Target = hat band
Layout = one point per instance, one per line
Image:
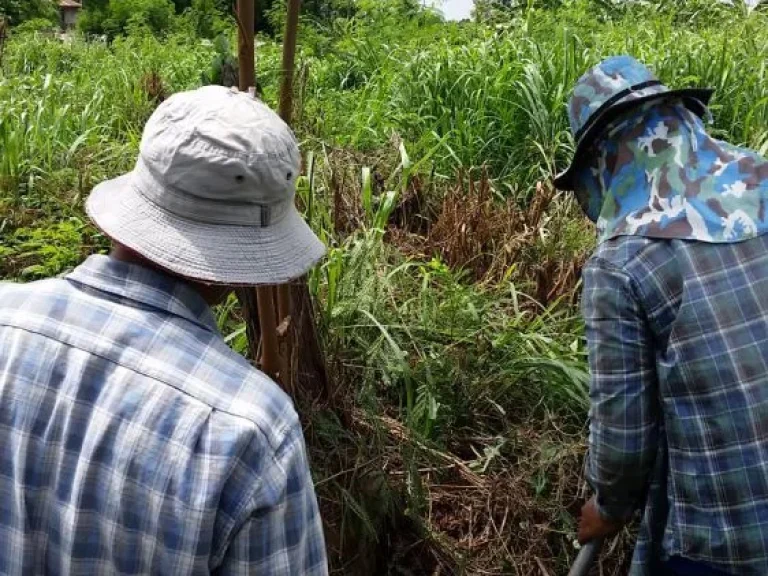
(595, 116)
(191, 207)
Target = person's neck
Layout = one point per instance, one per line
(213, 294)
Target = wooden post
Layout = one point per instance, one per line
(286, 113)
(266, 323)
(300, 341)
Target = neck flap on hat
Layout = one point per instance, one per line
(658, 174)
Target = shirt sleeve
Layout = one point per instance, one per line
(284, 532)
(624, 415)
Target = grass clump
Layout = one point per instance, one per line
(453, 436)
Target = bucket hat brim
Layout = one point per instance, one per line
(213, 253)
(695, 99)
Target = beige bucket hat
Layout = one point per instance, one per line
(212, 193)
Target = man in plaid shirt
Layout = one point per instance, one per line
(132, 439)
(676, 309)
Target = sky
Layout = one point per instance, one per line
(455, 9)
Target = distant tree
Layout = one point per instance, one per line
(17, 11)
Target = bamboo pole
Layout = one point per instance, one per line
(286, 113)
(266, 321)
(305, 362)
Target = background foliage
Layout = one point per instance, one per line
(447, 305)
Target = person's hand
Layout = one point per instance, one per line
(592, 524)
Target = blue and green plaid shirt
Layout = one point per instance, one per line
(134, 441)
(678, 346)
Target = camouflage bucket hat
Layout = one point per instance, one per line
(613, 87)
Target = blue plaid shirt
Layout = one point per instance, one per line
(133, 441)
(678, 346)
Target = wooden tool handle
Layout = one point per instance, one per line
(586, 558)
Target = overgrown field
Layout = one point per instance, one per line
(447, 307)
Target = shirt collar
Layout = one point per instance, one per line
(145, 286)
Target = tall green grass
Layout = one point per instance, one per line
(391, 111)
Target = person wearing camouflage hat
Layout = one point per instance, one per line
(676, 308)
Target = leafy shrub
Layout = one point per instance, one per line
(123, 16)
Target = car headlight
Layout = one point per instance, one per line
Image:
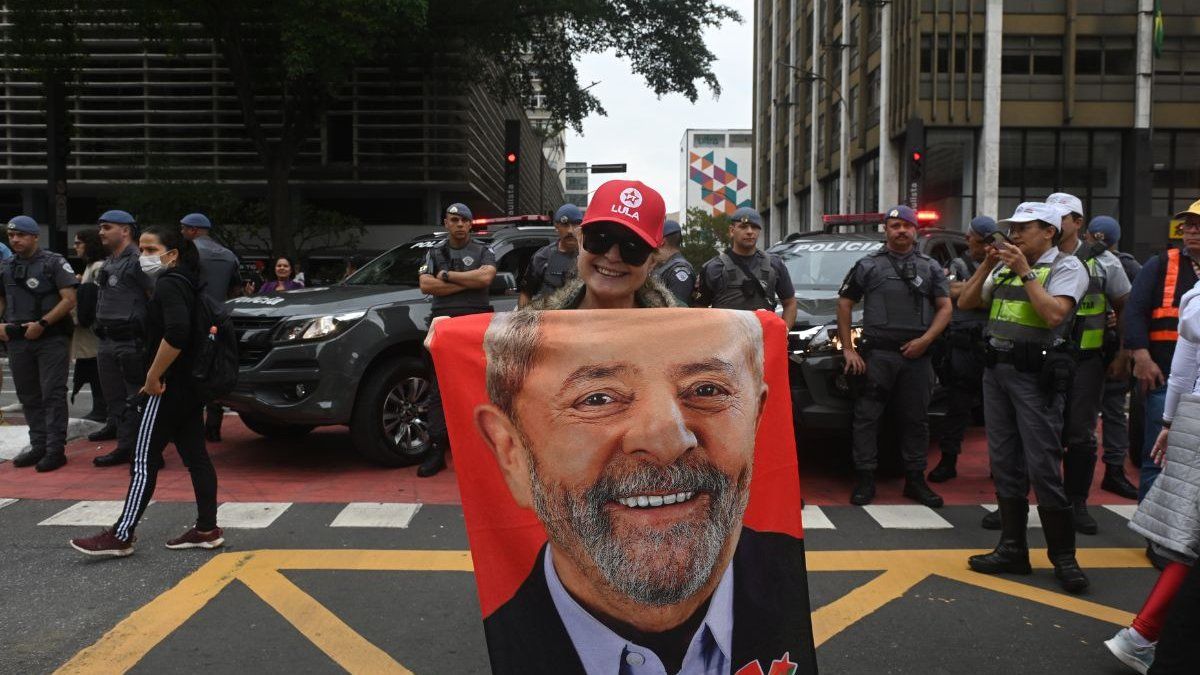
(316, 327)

::::

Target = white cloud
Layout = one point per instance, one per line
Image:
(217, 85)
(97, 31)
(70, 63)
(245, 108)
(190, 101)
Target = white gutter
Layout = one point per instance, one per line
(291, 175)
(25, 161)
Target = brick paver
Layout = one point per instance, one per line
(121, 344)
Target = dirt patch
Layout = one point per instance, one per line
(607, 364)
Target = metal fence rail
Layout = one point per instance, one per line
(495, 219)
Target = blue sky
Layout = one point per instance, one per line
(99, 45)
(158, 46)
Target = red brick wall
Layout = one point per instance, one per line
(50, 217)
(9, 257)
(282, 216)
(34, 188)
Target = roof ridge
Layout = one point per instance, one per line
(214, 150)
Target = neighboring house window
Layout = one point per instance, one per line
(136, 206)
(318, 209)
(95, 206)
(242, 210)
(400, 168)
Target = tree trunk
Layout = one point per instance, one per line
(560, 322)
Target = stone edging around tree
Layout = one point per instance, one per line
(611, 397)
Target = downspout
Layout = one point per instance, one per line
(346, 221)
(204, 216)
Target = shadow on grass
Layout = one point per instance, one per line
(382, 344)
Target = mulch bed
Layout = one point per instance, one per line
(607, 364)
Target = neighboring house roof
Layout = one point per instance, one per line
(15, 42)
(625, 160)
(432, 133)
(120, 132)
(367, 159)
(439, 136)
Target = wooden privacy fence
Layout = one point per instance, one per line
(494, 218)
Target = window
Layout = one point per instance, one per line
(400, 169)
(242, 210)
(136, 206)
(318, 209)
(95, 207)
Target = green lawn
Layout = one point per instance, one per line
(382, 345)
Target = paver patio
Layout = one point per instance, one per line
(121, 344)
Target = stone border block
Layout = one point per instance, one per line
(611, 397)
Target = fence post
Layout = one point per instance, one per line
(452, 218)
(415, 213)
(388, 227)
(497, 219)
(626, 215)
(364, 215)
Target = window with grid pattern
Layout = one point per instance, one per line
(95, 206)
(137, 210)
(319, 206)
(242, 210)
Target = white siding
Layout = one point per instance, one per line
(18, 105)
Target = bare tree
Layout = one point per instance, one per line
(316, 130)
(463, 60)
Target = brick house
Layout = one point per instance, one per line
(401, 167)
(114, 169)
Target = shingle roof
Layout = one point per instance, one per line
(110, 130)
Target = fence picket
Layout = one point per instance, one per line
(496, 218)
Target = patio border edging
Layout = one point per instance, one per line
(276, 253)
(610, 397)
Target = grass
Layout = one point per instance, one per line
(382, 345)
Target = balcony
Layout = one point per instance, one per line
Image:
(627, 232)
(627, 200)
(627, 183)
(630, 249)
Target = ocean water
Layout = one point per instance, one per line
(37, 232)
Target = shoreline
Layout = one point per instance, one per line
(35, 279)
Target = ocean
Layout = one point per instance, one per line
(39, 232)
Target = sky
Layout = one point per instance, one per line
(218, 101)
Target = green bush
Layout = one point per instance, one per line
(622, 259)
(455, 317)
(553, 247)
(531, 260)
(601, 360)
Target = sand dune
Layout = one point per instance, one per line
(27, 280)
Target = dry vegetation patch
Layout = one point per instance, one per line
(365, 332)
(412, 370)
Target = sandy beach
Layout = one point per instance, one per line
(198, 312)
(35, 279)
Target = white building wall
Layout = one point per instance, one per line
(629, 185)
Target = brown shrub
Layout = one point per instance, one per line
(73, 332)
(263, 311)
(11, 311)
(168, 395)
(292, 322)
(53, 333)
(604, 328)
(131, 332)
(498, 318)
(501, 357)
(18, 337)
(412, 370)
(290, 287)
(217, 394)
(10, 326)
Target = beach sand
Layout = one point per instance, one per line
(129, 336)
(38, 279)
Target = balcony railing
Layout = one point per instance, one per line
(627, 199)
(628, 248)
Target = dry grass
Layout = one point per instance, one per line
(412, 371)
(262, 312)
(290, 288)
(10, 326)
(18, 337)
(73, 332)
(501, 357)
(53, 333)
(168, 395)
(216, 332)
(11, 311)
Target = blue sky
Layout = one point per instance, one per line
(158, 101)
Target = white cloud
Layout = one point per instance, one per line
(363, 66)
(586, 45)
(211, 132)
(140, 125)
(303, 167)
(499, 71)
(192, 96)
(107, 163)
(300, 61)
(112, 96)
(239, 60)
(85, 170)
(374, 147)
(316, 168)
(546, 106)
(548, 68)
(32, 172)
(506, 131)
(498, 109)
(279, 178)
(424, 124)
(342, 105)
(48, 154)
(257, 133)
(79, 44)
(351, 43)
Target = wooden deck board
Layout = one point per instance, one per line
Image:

::::

- _Stated task_
Return every line of the data above that contains the string "patch", one line per row.

- _Task result_
Target = dirt patch
Target = dry vegetation patch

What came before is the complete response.